WRITTEN EXERCISE 1: Determine how many lines of the records contain the string "plate", treating uppercase and lowercase as distinct. Give only the number.

First day of school delayed at Ben Franklin, SLA due to lingering construction

A construction hiccup will push the open date back two days for students at Benjamin Franklin High School and Science Leadership Academy.

This file photo shows the Benjamin Franklin High School located on North Broad Street. The building will now house both Benjamin Franklin High School and the Science Leadership Academy. The first day of school is delayed due to lingering construction (Nathaniel Hamilton For WHYY, file)

This file photo shows the Benjamin Franklin High School located on North Broad Street. The building will now house both Benjamin Franklin High School and the Science Leadership Academy. The first day of school is delayed due to lingering construction (Nathaniel Hamilton For WHYY, file)

Hold-ups associated with a high-profile construction project will delay the opening of two Center City high schools, WHYY has learned.

WRITTEN EXERCISE 2: Continue the news report above on the delayed opening of the two high schools, beginning after its final sentence.

RECORD SET:
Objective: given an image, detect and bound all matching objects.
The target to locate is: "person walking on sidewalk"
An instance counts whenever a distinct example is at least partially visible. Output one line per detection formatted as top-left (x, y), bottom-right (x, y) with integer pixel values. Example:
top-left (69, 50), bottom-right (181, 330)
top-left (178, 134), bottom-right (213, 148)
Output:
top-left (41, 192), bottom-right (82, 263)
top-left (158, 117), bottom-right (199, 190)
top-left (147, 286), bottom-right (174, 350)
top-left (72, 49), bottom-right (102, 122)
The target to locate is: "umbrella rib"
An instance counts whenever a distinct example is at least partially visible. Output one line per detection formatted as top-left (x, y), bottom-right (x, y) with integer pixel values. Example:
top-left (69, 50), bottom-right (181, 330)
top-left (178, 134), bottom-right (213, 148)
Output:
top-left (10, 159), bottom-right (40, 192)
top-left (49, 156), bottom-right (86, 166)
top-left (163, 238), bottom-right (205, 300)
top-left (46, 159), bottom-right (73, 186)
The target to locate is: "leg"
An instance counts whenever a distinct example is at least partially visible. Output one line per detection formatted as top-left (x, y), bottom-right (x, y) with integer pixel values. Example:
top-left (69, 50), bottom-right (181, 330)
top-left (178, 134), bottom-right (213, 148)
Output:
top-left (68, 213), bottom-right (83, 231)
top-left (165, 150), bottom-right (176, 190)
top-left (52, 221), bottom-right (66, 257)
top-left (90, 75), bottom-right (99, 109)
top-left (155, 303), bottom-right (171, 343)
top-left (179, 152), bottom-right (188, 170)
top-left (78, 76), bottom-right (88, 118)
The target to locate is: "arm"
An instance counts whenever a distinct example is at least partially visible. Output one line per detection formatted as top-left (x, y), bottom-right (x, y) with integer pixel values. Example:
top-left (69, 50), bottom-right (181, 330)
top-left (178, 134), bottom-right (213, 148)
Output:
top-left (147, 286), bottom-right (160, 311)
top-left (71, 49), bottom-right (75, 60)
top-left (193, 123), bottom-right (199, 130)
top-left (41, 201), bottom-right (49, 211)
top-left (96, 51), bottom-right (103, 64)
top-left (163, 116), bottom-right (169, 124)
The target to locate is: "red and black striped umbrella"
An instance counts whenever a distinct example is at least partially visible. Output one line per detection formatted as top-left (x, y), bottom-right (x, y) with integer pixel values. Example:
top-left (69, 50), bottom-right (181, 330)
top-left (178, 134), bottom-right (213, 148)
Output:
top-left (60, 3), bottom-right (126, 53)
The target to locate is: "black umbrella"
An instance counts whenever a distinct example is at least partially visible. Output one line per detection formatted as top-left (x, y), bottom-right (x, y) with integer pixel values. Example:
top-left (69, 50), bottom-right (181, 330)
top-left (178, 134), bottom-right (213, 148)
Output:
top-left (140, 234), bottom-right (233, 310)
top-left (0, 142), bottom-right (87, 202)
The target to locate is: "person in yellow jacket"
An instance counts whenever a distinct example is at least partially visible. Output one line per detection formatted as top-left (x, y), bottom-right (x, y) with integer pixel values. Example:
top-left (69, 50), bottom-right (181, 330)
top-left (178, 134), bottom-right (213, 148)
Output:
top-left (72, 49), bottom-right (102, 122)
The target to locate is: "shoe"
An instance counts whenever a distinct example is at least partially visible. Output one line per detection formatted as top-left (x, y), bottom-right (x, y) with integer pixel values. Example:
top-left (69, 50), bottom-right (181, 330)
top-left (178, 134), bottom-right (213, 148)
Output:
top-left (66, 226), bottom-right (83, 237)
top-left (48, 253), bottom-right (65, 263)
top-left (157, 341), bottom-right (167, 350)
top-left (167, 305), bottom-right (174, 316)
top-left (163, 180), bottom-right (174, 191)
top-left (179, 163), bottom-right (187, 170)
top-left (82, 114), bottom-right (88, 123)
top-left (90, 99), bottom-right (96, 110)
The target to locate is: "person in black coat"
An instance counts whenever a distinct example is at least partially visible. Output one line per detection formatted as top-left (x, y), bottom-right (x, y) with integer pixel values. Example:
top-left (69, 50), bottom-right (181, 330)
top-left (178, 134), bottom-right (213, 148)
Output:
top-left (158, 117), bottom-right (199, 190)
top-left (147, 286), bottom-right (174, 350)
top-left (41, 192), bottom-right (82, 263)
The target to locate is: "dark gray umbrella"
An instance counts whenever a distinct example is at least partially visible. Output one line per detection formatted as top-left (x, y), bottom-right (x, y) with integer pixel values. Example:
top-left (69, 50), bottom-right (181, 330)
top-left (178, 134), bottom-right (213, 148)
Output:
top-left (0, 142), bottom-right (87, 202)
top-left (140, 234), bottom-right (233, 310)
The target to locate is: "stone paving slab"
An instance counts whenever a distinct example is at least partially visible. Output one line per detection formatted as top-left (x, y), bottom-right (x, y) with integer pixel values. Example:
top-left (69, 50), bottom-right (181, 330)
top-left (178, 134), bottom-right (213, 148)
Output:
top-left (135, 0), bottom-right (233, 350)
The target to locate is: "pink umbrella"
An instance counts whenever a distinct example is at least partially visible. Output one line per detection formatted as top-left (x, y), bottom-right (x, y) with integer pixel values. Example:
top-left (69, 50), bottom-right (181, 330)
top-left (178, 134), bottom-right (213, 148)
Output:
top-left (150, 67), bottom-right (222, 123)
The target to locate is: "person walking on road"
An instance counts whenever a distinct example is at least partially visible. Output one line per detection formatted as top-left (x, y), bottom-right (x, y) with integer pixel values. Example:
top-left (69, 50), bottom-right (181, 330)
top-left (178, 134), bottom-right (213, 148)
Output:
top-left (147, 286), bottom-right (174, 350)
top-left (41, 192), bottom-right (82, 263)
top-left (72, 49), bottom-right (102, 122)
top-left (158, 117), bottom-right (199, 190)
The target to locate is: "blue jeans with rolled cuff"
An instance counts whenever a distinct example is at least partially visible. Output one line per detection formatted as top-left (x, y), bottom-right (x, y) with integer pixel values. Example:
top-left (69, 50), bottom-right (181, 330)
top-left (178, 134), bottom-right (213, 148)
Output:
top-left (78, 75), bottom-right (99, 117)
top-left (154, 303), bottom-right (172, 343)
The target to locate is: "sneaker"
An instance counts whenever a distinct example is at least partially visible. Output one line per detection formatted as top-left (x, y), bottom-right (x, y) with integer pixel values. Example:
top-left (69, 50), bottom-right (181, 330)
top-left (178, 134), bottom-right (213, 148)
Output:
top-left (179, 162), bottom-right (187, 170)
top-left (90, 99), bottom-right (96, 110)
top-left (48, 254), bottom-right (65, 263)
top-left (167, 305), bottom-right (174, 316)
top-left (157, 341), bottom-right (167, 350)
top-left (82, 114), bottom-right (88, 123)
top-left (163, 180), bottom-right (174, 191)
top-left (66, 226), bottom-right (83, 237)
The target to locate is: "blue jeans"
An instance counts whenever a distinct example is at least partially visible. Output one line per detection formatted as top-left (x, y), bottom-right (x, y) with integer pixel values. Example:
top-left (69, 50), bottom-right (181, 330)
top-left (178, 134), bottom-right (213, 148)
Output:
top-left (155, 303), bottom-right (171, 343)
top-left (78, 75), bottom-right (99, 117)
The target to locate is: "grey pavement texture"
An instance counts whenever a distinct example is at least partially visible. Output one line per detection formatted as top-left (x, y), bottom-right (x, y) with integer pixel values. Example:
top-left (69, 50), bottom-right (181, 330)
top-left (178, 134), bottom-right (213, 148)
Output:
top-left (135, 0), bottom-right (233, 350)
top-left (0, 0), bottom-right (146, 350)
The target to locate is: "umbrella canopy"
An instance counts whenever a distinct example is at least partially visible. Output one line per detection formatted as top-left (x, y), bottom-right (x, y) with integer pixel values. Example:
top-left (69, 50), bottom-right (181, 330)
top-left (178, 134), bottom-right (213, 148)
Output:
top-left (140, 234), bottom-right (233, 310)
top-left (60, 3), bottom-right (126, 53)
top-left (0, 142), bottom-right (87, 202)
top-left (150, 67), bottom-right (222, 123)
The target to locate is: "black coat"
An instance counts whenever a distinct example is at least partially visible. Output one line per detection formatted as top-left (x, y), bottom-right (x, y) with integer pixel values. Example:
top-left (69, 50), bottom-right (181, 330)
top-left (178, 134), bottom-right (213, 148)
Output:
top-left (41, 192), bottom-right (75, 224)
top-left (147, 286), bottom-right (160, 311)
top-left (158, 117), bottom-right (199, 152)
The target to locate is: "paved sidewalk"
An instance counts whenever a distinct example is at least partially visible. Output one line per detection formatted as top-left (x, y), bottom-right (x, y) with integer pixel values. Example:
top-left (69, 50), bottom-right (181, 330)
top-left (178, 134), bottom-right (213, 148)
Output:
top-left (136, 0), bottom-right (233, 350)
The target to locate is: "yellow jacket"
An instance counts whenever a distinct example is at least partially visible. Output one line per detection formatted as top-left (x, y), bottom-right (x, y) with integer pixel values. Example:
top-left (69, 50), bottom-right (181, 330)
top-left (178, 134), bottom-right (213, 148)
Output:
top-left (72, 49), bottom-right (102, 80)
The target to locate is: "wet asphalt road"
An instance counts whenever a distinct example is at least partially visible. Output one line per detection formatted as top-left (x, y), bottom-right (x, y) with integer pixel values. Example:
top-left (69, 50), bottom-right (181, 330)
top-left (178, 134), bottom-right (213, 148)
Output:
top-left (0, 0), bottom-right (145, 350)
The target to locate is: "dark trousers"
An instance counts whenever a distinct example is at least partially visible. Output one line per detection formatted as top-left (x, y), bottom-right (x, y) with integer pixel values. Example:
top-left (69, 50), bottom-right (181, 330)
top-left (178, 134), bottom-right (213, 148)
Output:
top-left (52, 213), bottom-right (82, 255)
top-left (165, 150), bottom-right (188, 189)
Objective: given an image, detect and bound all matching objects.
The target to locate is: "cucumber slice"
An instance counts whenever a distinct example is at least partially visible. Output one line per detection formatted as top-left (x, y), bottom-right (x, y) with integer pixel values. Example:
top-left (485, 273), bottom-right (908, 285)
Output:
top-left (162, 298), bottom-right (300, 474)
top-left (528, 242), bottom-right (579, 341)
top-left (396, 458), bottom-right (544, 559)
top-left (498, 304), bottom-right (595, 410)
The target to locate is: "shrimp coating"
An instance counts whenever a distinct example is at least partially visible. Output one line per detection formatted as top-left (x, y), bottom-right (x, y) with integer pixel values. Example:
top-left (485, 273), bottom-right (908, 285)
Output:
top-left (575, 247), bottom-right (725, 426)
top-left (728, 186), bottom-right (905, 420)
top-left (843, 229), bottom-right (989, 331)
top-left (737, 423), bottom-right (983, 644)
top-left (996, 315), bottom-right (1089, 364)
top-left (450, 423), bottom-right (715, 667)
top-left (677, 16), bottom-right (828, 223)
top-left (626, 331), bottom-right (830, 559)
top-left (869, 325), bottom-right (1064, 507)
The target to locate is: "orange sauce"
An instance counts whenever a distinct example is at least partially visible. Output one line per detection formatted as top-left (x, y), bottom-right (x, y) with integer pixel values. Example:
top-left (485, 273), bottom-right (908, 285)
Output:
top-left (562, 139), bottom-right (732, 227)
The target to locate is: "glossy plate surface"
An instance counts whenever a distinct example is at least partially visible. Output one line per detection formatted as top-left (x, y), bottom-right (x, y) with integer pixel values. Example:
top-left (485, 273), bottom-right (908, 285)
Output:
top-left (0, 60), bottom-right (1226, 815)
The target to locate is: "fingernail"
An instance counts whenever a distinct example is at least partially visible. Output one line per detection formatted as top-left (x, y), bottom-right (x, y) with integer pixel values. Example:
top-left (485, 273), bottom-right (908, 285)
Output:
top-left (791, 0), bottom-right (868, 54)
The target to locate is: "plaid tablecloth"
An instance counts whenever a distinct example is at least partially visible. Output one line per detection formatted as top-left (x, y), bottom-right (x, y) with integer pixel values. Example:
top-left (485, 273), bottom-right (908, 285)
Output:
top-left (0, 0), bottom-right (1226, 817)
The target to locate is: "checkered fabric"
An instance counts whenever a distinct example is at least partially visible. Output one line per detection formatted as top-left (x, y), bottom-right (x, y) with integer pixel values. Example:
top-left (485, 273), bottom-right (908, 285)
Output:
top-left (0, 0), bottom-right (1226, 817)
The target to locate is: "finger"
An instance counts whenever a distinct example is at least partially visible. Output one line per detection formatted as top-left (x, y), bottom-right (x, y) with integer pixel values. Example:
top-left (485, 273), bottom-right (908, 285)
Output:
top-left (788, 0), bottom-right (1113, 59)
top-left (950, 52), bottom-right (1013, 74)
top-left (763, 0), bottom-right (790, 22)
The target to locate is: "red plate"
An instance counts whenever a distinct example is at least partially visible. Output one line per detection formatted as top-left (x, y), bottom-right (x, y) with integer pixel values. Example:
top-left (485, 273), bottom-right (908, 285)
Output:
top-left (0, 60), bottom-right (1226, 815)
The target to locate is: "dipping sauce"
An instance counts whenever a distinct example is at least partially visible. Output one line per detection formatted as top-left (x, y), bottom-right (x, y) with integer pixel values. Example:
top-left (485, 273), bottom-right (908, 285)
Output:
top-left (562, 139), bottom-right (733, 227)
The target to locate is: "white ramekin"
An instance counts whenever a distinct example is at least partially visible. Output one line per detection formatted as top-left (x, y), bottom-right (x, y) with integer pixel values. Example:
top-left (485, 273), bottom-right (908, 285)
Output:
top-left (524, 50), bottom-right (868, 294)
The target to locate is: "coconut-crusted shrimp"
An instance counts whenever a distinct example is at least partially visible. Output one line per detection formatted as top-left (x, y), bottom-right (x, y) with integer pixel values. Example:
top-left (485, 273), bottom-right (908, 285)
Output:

WRITTEN REPLY 1: 2

WRITTEN REPLY 2:
Benjamin Franklin High School and Science Leadership Academy (SLA) will open Thursday, two days after classes begin for other students. Thanks to a $34 million overhaul, the schools will share a building at Broad and Spring Garden streets for the first time this year.

The district is furiously trying to finish that project, and ultimately decided it would have to delay the opening of school to ensure student safety. A district spokesperson said the school’s elevators are temporarily offline during the construction process and wouldn’t be ready for Tuesday.

Though the schools will maintain separate academic programs and largely separate spaces, the co-location of SLA and Ben Franklin drew considerable attention. Franklin is a historically low-performing neighborhood high school. SLA is one of Philadelphia’s premier magnet programs.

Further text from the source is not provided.